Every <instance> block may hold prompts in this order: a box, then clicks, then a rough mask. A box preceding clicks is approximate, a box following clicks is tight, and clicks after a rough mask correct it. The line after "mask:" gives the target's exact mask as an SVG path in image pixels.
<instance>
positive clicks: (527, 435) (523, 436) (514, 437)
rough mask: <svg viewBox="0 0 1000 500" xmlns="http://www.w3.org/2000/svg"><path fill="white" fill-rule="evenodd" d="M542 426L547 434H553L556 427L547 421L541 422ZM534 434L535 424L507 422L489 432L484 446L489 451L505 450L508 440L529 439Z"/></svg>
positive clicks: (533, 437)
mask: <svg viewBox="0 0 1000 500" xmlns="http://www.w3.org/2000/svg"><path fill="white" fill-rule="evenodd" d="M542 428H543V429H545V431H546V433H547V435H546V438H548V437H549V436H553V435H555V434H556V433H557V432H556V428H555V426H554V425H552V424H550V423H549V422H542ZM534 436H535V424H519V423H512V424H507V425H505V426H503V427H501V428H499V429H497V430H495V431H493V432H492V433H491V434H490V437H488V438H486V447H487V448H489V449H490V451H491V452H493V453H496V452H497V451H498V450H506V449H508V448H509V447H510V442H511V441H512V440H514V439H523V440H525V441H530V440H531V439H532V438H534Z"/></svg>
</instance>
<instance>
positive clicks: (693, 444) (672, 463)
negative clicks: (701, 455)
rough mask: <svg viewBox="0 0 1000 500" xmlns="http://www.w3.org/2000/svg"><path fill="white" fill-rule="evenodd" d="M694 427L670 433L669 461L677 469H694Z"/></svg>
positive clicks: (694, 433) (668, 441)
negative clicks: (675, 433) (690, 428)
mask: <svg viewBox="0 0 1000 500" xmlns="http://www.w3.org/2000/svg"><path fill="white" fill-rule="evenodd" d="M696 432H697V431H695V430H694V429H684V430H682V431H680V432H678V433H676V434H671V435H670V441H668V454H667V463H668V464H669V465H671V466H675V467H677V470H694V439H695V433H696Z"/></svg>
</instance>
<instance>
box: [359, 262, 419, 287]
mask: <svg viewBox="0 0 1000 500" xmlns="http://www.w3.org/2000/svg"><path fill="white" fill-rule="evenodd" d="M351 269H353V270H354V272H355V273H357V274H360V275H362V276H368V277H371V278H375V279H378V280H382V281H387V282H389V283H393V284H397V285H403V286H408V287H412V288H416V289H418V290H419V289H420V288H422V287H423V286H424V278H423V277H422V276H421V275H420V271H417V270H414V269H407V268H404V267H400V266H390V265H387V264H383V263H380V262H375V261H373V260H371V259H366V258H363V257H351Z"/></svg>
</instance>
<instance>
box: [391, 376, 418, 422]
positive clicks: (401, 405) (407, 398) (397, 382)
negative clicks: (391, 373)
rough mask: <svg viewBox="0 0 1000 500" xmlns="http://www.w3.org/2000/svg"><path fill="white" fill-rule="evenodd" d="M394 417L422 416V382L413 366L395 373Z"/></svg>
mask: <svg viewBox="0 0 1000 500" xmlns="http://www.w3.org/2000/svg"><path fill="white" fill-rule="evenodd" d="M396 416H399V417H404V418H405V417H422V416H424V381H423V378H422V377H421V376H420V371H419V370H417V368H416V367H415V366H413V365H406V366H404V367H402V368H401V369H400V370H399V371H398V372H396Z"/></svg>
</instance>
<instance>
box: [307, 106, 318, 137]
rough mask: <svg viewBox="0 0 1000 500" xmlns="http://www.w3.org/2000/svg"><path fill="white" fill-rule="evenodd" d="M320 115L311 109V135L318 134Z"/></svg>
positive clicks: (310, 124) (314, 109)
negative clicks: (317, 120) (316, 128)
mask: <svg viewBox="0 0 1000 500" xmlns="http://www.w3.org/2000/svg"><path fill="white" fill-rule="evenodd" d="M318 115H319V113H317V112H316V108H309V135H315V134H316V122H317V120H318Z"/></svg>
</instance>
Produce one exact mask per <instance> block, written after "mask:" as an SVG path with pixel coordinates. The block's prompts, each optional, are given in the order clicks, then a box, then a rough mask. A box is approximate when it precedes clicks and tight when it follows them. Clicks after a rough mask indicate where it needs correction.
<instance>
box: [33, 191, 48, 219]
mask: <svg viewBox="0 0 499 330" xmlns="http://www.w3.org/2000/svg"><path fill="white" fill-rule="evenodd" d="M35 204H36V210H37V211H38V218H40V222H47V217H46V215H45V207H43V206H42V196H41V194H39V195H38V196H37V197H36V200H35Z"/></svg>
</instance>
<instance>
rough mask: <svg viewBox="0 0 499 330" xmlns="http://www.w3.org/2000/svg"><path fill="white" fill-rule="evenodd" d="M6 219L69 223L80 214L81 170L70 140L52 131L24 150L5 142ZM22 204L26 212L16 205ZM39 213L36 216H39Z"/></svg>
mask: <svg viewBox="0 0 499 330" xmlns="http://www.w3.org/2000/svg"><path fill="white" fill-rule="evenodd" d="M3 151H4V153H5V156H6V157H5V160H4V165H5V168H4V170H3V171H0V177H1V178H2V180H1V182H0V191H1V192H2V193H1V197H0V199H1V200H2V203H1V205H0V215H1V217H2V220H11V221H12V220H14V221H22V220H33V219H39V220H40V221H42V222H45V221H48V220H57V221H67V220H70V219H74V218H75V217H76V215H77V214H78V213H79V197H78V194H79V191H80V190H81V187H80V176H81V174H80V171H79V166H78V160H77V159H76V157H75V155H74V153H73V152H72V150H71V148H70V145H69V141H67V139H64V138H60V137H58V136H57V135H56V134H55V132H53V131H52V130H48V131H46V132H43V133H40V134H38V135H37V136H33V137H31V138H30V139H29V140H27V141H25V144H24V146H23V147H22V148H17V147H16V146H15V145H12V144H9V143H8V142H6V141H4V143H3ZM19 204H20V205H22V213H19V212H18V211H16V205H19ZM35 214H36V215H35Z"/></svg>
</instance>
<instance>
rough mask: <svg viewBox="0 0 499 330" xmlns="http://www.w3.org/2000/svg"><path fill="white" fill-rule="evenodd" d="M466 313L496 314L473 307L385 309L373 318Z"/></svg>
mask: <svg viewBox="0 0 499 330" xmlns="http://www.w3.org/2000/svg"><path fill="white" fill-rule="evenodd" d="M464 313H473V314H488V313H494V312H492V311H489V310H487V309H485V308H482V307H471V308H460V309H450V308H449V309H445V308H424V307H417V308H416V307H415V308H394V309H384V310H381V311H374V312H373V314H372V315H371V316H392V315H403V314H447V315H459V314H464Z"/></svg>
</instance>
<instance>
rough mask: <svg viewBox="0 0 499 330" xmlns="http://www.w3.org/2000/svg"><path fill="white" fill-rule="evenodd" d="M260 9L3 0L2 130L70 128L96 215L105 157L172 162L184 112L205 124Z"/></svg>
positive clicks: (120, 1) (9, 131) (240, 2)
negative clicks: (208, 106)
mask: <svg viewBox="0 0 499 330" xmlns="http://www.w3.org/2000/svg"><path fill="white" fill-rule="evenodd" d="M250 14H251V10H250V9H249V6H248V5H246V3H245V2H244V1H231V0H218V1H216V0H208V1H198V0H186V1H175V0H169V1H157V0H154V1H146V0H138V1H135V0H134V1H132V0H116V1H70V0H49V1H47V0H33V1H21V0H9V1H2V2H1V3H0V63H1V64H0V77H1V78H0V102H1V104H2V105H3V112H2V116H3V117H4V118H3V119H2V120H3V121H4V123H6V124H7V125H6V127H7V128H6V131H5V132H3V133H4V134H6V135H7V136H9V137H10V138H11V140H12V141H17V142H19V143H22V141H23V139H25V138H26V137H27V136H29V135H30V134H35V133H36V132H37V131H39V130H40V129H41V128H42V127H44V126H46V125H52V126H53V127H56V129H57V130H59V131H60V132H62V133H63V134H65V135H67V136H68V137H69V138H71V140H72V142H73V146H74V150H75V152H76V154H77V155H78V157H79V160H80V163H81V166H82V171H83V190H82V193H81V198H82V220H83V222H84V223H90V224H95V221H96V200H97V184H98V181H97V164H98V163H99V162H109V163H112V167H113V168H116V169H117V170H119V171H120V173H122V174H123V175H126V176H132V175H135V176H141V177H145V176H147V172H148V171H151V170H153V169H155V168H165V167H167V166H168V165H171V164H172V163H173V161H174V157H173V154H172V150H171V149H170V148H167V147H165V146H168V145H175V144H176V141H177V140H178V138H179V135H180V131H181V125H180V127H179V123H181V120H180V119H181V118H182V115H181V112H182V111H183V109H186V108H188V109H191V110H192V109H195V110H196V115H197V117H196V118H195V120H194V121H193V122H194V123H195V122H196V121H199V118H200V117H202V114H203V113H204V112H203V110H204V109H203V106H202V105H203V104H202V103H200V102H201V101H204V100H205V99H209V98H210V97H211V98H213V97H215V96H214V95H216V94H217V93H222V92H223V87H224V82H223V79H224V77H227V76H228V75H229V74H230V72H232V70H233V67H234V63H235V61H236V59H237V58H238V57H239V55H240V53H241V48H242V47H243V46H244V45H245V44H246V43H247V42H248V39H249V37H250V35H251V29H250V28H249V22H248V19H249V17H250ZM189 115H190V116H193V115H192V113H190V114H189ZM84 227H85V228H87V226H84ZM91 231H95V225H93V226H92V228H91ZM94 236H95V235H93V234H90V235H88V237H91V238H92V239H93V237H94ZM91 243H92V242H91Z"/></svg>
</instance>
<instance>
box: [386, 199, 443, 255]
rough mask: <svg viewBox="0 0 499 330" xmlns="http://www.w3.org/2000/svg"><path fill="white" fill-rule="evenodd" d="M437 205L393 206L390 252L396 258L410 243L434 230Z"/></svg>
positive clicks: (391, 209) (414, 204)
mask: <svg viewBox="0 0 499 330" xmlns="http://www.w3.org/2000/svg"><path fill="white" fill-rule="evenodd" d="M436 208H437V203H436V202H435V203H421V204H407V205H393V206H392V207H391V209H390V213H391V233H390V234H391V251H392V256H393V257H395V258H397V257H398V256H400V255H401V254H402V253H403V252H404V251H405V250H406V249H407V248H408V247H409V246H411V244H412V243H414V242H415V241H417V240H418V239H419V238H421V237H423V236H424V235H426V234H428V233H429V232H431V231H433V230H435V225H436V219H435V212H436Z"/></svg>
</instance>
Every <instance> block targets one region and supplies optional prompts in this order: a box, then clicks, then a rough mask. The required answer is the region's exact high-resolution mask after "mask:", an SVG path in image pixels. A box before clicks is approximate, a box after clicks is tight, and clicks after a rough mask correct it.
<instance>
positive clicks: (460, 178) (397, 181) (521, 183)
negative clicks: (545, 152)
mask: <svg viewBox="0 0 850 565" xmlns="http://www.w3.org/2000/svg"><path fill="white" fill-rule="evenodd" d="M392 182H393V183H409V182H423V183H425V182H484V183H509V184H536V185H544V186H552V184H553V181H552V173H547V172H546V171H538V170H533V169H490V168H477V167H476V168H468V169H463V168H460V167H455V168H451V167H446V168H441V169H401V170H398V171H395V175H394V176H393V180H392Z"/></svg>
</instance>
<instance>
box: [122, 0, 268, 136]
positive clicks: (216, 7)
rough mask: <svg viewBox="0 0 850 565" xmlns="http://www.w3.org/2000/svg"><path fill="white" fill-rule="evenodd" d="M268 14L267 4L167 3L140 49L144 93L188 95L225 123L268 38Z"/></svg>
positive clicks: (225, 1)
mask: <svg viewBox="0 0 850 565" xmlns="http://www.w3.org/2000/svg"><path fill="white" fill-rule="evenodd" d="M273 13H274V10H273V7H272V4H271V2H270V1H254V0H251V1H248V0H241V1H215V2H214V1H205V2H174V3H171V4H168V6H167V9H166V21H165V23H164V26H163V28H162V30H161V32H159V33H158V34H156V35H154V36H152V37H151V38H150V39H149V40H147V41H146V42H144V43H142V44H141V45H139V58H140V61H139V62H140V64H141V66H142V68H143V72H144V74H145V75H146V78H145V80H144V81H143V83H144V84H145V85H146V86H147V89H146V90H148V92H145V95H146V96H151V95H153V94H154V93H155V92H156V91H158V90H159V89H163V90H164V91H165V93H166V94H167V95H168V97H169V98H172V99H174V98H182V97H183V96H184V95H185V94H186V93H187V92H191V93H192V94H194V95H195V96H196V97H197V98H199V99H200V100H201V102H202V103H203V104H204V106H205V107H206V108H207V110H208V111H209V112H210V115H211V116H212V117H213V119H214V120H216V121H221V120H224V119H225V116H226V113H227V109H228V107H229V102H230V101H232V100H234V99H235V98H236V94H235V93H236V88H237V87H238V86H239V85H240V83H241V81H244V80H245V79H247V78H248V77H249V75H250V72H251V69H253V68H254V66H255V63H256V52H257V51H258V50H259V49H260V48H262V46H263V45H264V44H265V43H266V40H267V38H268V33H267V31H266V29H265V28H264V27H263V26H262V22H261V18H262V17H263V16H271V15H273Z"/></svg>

========================================

Work task: Scan the data above for the word "pixels". Copy every line in which it is found.

Finished task:
Every <instance> block may hold prompts in this order: a box, then clicks, then a rough mask. A box preceding clicks is approximate, a box following clicks is tight, and clicks after a rough mask correct it. The line after "mask:" gives the target's exact mask as an SVG path in image pixels.
Every <instance> block targets one region and supplies optional prompts in this order: a box, then clicks, then a rough mask. The required answer is the region's exact high-resolution mask after "mask:", an SVG path in image pixels. A box before clicks is approximate, a box after clicks is tight, and clicks after a rough mask correct it.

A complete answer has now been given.